▶ Work instruction
Copy each entry below verbatim. Skip the pictures.

(Stored data entries)
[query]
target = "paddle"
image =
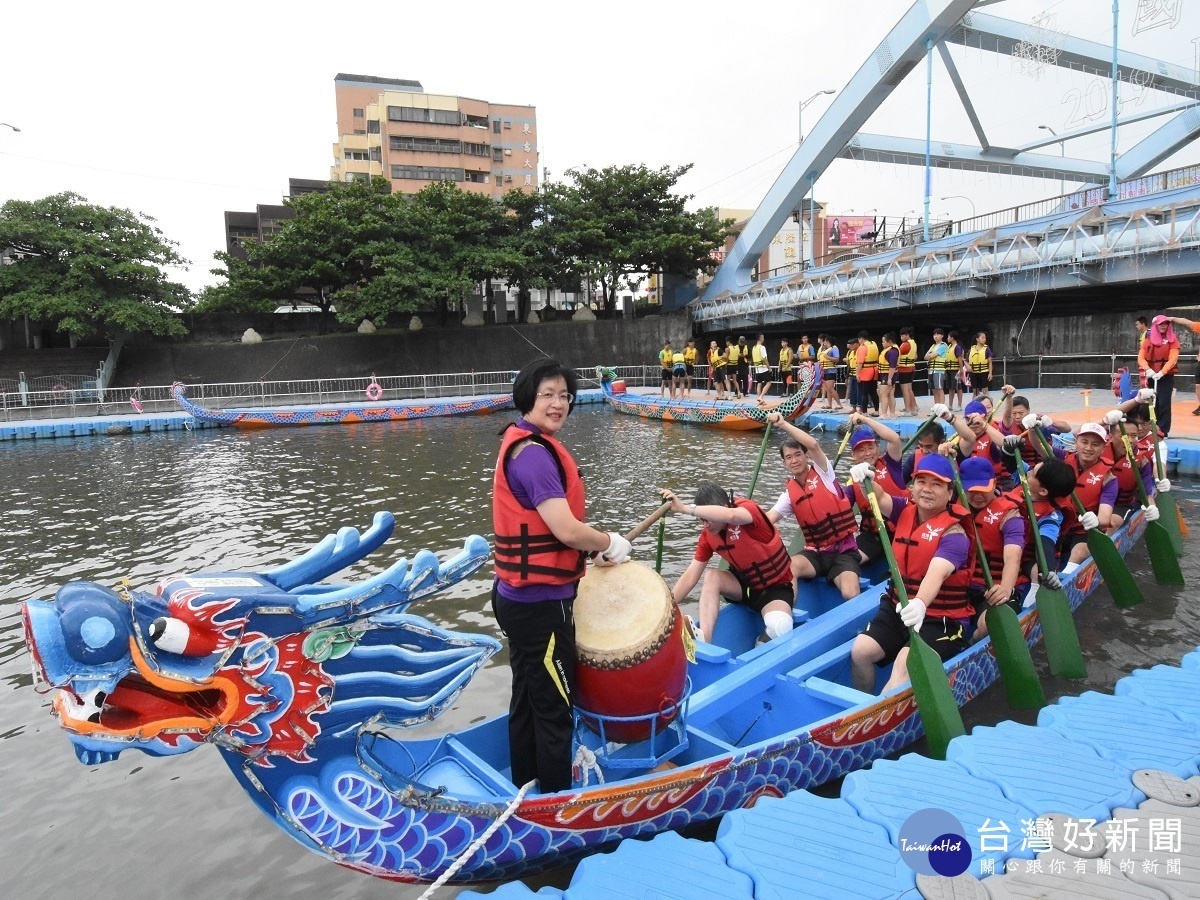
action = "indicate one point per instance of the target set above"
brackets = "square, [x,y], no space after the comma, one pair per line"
[910,442]
[930,684]
[1017,670]
[1158,539]
[1104,552]
[1164,499]
[1054,610]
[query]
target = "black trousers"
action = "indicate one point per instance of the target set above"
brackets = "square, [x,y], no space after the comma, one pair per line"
[1163,402]
[540,718]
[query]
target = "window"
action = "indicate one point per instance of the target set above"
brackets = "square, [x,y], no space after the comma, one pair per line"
[412,114]
[427,173]
[426,145]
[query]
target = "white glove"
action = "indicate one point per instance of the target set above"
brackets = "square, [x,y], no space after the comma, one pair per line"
[1013,444]
[618,549]
[912,615]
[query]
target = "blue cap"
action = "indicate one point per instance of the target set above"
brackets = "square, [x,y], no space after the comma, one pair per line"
[935,465]
[978,474]
[859,436]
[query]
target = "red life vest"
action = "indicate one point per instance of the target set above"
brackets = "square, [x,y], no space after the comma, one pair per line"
[916,545]
[885,480]
[989,522]
[527,552]
[759,564]
[823,514]
[983,450]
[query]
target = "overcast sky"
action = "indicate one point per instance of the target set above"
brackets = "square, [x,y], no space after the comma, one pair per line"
[181,111]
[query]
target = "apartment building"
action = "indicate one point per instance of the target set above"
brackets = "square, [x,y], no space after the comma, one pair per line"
[393,129]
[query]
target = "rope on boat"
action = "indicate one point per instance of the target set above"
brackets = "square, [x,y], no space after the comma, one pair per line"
[479,841]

▶ Answer to the problem
[query]
target = "paddle"
image =
action = "indicate one point per instance of the target set above"
brackets = "square, [x,y], no space after the comma, one pair per line"
[910,442]
[930,684]
[1017,670]
[1158,539]
[1104,552]
[1164,499]
[1054,610]
[query]
target = "black trousers"
action = "indicate one point per instance of the target set above"
brackets = "square, [x,y], no space after the comma, one pair per line"
[1163,402]
[540,718]
[query]
target = "window"
action = "indicate one point per instance of the target set above"
brackets = "square, [x,y], no space after the comma, one pair per line"
[412,114]
[427,173]
[426,145]
[query]
target = "white glove"
action = "indicate one point per instance of the target set above"
brackets = "square, [x,y], no space after the comma, one pair per line"
[1013,444]
[618,549]
[912,615]
[query]
target = "blue cap"
action = "indicate one point per instance of the target set above"
brackets = "square, [x,y], no space after the comma, one pair per line"
[935,465]
[978,474]
[859,436]
[query]
target = "red life vest"
action = "indicate one point per instance of the target set above"
brackets = "square, [x,y], no space after the comma, one pair per line"
[916,545]
[885,480]
[989,522]
[527,552]
[759,564]
[823,514]
[983,450]
[query]
target = "overcast sky"
action = "indicate one point per instance of the target set above"
brackets = "square, [x,y], no space after the comma, one pair per line"
[181,111]
[query]
target = "apartment building"
action = "indicate one point per instance of the target set above"
brackets = "square, [x,y], no space after the comma, one pair per line"
[393,129]
[query]
target = "rope on boat"
action = "indicate one point per instance of the target set above"
brackets = "square, [x,y], no space after the comma, one pair per line"
[479,841]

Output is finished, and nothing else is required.